▸ **ОТРЫВОК ТЕКСТА**
Представители нового движения хотят быть не только «с» традицией, но и «внутри» нее. П. Портогези, теоретик и критик, пишет: «Мы смело порвали с модернизмом» (авангардизмом. — В.Т.), который потерял активность, утратил чувство юмора, характерные для его молодости, стал догматичен. Жизненность постмодернизма — в возможности сломать преграду, искусственно отделяющую прошлое от настоящего. Мы следуем за тем, что нам завещали наши отцы; и за тем, что есть настоящего, завоеванного человечеством за все века, даже за пределами западной цивилизации». Восставая против «эволюции новизны», веерообразно проникая в прошлое, срывая замки сокровищниц духа, представители новых движений надеются обрести землю обетованную, там строить свои дворцы.

Полагая, что нынешний художественный язык «затерся» от постоянного повторения, клиширования, художники представляются стражами его обновления за счет опыта прошлого. Такой новый язык, понимаемый в духе структуралистской лингвистики, символизирует определенное понимание мира, где акценты ставятся на архетипичность, культурные «коды», археологию эстетических чувств и идей. В истории благодаря этому все прочитывается как миф, ритуал, икона. Иконология, «спиритуальные проблемы» и аллегории создают духовную материю для дальнейшего развития.

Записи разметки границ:
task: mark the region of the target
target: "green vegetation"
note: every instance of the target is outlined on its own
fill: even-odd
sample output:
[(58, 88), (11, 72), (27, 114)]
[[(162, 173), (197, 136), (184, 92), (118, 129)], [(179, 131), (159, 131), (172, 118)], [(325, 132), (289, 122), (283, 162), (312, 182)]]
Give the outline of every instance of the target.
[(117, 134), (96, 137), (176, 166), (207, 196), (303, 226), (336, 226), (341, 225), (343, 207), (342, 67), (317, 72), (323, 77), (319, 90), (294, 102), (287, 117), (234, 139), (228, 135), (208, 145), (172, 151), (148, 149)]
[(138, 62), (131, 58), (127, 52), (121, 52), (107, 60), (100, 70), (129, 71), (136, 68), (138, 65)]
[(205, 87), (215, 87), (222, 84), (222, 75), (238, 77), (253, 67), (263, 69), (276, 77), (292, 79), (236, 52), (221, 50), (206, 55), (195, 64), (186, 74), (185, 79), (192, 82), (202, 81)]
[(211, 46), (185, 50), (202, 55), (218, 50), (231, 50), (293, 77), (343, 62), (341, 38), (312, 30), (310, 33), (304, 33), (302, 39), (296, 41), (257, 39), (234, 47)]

▸ **КОРОТКОЕ ЗАДАНИЕ 1**
Обнови отрывок о постмодернизме: перепиши его от «Представители нового движения» до «строить свои дворцы.», поставив «храмы» вместо «дворцы».
▸ **КОРОТКОЕ ЗАДАНИЕ 2**
Ответь на вопросы по отрывку о постмодернизме:
(а) Кем в отрывке назван П. Портогези?
(б) В чем, по словам Портогези, состоит жизненность постмодернизма?
(в) Как благодаря новому языку прочитывается все в истории?

▸ **ОТВЕТ 1**
Представители нового движения хотят быть не только «с» традицией, но и «внутри» нее. П. Портогези, теоретик и критик, пишет: «Мы смело порвали с модернизмом» (авангардизмом. — В.Т.), который потерял активность, утратил чувство юмора, характерные для его молодости, стал догматичен. Жизненность постмодернизма — в возможности сломать преграду, искусственно отделяющую прошлое от настоящего. Мы следуем за тем, что нам завещали наши отцы; и за тем, что есть настоящего, завоеванного человечеством за все века, даже за пределами западной цивилизации». Восставая против «эволюции новизны», веерообразно проникая в прошлое, срывая замки сокровищниц духа, представители новых движений надеются обрести землю обетованную, там строить свои храмы.

▸ **ОТВЕТ 2**
(а) Теоретиком и критиком.
(б) В возможности сломать преграду, искусственно отделяющую прошлое от настоящего.
(в) Как миф, ритуал, икона.